* [Cosa si richiede]
Prosegui il testo sul conflitto tra Israele, Iran e Stati Uniti a partire dalla sua ultima frase.

======== Fonte ========

Alla fine, questo nuovo conflitto tra Israele, Iran e Stati Uniti segna un passo ulteriore nell’accelerazione del caos e della barbarie bellica. Per la prima volta dal 2003, quando gli Stati Uniti volevano rafforzare la loro posizione nel Pacifico, sono stati nuovamente costretti a intervenire militarmente, il che testimonia ancora una volta il declino della loro egemonia. La dimostrazione di forza attraverso bombardamenti progettati per impressionare la Cina e per cercare (in modo totalmente illusorio) di imporre la loro autorità ne è un chiaro segno. Inoltre, questa nuova guerra coinvolge due potenze regionali, una delle quali, l’Iran, minaccia di crollare, il che, insieme all’estremo indebolimento del potere dei mullah, contribuisce a una destabilizzazione senza precedenti dell’intero Medio Oriente e ancora più in generale del mondo intero.4 

Quale dovrebbe essere la risposta della classe operaia?

======== Dati estratti ========

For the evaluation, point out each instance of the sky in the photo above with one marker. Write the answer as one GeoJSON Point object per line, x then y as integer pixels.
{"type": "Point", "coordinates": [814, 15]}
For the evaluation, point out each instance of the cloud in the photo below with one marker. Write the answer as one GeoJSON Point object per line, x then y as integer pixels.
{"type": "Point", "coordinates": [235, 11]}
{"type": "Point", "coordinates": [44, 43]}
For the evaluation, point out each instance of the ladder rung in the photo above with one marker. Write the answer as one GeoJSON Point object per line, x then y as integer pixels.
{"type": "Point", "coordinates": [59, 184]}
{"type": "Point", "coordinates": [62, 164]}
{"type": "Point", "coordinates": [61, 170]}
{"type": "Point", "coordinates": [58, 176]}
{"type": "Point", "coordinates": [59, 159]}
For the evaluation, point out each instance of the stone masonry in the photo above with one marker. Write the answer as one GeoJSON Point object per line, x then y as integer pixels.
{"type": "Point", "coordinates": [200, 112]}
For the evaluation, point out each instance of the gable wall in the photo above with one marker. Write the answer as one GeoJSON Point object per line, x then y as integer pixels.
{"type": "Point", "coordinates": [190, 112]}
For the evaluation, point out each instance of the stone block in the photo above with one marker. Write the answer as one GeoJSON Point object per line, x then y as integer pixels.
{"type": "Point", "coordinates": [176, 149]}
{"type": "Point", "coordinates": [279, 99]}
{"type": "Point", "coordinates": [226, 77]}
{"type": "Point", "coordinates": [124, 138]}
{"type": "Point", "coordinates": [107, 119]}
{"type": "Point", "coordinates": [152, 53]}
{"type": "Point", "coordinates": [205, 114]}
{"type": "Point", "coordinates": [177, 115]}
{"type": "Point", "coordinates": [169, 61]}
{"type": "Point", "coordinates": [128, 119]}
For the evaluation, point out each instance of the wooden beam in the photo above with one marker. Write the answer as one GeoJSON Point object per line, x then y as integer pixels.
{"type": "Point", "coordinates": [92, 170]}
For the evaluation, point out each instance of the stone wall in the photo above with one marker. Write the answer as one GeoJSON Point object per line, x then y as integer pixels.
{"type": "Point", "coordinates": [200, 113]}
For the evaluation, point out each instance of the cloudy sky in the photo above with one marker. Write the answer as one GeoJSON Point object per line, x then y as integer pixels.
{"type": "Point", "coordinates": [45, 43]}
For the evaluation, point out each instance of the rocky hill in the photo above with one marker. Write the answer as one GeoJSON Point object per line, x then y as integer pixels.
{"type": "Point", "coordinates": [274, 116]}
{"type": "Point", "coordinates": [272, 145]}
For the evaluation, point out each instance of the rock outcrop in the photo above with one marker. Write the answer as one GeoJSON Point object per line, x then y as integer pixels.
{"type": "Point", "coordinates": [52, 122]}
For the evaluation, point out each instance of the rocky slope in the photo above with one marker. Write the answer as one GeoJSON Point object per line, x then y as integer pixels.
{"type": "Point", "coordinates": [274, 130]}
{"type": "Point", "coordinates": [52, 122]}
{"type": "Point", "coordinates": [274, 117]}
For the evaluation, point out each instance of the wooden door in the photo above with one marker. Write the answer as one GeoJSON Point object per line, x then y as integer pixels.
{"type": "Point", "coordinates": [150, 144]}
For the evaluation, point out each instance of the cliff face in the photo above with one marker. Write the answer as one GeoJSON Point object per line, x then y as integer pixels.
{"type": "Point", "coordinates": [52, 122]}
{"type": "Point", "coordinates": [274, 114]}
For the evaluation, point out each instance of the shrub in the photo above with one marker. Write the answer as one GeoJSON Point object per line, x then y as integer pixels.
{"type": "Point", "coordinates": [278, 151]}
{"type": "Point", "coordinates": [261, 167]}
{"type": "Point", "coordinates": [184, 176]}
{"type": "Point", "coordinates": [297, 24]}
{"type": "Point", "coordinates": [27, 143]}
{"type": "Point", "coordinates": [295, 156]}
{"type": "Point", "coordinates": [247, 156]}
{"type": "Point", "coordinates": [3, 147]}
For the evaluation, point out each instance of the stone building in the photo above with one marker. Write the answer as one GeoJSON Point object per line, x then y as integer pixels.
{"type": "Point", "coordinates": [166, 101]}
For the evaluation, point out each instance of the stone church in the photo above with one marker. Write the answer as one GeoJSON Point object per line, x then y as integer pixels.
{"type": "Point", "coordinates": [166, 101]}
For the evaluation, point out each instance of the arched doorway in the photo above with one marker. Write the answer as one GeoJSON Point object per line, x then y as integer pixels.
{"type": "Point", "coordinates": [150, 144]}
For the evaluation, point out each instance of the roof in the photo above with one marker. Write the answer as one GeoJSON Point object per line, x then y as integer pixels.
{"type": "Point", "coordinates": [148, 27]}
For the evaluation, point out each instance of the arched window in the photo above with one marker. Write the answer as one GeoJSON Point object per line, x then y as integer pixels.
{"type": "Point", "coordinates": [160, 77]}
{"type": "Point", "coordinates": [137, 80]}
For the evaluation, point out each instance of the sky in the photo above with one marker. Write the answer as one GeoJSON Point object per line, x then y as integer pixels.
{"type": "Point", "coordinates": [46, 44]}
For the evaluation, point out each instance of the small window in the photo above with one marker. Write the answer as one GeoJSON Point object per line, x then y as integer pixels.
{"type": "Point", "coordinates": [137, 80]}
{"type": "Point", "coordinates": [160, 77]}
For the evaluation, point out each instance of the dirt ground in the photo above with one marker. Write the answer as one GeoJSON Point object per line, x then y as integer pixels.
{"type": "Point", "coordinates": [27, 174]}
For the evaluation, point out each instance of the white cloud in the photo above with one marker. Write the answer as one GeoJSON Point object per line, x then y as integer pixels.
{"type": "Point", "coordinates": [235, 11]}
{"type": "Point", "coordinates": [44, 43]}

========

* [Soluzione proposta]
Di fronte alla crescente barbarie e alla guerra che tende a diffondersi, era evidente che tutti i partecipanti cercassero un’opportunità di dibattito per difendere l’internazionalismo proletario. Questo intervento lo testimonia: «Sono lieto che stiamo cercando una linea internazionalista proletaria coerente”. Questa ricerca ha chiarito che «l’internazionalismo è una posizione che difendiamo. La classe operaia è internazionale e la nostra strategia e tattica si basano su questo principio». La discussione si è poi concentrata su come attuare questo principio cardine del movimento operaio enunciato a partire dal Manifesto del Partito Comunista del 1848, che affermava che «I proletari non hanno patria». Il punto di vista condiviso è stato quello di evidenziare, come ha detto un compagno, che «Di fronte alla barbarie della guerra imperialista, chiediamo al proletariato di non sostenere un paese piuttosto che un altro. Contro la guerra, chiediamo ai lavoratori di tutto il mondo di unirsi e adottare una posizione di classe, non nazionalista». Tutti hanno riconosciuto che si trattava di una rivendicazione, di una lotta difficile di fronte all’intensa propaganda borghese. La discussione è proseguita cercando di individuare le trappole ideologiche, gli ostacoli che la borghesia pone alla classe operaia, denunciando le mistificazioni democratiche, i falsi amici costituiti dalla sinistra, i sindacati e soprattutto i gauchistes che sono molto attivi: «il gauchismo può mobilitarsi per sostenere il nazionalismo o le proteste anti-Trump».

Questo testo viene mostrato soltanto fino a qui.